Goal: Reproduce the records below, beginning at the line that contains "Highlight left hand" and continuing through the end of the records. Offset every bounding-box coordinate in the answers by -141, and leave all other text unchanged.

Items from a labeling collection:
* begin *

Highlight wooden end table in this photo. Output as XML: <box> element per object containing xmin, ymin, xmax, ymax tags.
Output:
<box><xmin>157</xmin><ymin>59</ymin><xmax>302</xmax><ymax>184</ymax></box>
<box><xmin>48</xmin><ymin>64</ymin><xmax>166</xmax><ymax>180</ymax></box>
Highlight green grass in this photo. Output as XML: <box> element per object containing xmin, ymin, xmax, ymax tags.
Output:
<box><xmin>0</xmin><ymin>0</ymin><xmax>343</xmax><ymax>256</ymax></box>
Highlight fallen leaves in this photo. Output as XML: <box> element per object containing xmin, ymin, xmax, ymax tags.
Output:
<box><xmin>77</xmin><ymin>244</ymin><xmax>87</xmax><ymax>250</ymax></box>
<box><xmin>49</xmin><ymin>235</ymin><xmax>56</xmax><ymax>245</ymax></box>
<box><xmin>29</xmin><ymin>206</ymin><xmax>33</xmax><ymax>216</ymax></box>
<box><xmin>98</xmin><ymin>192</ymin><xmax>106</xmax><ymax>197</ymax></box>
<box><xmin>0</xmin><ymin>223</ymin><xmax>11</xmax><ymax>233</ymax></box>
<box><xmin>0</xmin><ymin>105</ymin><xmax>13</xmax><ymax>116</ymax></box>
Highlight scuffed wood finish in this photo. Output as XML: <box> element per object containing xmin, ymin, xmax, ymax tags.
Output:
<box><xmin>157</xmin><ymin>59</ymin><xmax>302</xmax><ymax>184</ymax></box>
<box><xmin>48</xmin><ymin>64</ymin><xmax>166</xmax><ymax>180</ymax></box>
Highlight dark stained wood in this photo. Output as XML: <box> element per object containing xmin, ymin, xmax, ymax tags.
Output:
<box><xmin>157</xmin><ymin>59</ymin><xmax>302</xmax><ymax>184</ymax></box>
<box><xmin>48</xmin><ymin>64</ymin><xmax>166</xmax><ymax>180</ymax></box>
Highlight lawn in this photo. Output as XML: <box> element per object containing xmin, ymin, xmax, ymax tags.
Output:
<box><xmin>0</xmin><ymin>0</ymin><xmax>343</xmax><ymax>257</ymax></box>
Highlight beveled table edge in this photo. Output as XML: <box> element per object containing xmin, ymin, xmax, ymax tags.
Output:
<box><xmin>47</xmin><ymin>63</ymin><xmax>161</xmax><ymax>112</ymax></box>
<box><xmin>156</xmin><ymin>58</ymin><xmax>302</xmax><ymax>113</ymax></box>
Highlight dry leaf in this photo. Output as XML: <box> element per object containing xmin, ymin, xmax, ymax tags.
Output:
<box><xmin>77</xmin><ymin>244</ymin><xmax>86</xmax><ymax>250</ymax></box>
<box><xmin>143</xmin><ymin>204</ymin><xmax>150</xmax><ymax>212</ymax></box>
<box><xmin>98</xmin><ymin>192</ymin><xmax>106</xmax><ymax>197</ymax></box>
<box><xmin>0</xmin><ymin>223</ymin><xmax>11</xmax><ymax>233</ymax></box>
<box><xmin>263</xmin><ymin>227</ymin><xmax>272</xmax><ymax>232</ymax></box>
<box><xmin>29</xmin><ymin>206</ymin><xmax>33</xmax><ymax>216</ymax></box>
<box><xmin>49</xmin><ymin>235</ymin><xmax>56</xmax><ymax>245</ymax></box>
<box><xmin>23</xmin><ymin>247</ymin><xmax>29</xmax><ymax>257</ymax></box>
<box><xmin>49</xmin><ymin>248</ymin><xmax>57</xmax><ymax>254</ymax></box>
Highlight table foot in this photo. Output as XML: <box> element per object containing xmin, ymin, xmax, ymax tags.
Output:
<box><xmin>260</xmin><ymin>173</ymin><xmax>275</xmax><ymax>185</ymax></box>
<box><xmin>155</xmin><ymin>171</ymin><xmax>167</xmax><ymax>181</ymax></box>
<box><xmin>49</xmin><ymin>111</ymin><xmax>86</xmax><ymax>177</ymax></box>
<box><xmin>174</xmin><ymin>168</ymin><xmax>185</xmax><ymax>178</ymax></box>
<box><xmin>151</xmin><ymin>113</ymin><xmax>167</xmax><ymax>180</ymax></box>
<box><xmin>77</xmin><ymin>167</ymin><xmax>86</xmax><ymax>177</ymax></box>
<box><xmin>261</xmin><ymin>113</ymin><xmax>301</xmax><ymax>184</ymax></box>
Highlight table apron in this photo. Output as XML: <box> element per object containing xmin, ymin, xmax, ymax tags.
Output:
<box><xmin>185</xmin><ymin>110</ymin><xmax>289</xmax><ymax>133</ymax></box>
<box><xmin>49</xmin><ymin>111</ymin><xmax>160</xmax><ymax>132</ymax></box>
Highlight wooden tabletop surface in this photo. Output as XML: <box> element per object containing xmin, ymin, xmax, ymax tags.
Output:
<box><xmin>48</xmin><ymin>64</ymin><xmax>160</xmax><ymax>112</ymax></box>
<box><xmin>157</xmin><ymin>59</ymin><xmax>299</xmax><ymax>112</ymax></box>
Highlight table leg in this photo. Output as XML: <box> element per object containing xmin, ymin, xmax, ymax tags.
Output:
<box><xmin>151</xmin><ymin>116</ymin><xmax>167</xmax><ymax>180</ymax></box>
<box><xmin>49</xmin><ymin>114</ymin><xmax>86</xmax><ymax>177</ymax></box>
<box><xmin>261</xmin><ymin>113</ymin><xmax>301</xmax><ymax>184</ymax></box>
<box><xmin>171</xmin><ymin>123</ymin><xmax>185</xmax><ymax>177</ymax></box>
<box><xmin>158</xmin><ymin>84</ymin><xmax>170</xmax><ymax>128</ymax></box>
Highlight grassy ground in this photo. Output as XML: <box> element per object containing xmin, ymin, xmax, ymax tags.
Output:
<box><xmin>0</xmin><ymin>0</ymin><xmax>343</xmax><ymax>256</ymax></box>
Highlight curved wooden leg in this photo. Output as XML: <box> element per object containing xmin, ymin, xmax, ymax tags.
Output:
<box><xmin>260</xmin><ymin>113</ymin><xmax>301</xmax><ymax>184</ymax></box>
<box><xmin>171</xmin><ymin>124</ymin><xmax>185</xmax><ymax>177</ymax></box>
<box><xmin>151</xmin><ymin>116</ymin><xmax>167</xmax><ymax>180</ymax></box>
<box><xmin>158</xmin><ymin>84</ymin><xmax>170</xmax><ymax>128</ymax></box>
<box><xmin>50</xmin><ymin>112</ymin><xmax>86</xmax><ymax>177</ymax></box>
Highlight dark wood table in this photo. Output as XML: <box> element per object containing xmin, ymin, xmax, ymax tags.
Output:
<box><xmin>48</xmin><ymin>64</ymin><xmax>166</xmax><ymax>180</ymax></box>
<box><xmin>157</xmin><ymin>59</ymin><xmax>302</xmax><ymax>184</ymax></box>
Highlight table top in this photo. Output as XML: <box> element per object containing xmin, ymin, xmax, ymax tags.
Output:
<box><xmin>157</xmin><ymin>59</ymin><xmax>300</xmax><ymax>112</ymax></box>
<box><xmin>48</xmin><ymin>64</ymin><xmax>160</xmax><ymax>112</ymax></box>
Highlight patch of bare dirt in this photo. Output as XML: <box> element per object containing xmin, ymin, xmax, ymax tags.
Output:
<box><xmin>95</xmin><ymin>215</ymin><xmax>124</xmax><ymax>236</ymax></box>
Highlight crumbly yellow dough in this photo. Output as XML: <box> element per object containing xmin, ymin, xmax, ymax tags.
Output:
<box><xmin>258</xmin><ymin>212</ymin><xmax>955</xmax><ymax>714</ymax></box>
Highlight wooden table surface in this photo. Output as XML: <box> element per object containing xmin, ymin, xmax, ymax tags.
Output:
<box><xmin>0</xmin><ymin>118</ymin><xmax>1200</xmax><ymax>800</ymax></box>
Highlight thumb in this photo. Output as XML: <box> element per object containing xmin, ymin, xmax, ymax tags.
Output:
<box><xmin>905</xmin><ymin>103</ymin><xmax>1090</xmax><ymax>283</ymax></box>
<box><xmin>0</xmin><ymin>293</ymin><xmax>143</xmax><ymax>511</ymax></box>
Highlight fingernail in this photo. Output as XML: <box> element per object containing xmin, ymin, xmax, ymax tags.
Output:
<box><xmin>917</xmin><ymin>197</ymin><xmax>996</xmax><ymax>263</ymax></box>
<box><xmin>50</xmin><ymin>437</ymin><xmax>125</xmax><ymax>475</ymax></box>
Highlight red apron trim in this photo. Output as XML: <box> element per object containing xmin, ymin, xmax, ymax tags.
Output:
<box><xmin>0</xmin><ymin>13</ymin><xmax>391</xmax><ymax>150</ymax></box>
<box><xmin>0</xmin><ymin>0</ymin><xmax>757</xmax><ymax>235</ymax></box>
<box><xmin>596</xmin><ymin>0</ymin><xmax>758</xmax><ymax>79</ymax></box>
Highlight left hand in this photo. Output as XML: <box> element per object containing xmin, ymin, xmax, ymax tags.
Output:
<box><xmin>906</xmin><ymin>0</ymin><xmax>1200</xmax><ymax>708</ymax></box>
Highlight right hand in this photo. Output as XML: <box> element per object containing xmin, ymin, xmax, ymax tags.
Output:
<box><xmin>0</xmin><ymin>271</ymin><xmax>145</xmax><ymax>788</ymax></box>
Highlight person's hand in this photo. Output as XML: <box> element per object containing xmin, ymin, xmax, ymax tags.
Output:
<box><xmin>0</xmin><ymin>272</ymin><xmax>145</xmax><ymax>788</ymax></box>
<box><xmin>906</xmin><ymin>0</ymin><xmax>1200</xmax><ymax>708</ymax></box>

* end *

Correct output:
Highlight left hand in this photo. Output as XML: <box> element per object containing xmin, ymin, xmax, ymax tags.
Output:
<box><xmin>765</xmin><ymin>-141</ymin><xmax>1059</xmax><ymax>567</ymax></box>
Highlight right hand in this photo. Output as XML: <box> element per object containing xmin, ymin, xmax, ymax tags.
Output:
<box><xmin>-141</xmin><ymin>130</ymin><xmax>4</xmax><ymax>647</ymax></box>
Highlight person's hand in this photo. Output as XML: <box> element per object containing xmin, ymin, xmax, ymax tags.
Output:
<box><xmin>-141</xmin><ymin>131</ymin><xmax>4</xmax><ymax>647</ymax></box>
<box><xmin>765</xmin><ymin>-141</ymin><xmax>1059</xmax><ymax>567</ymax></box>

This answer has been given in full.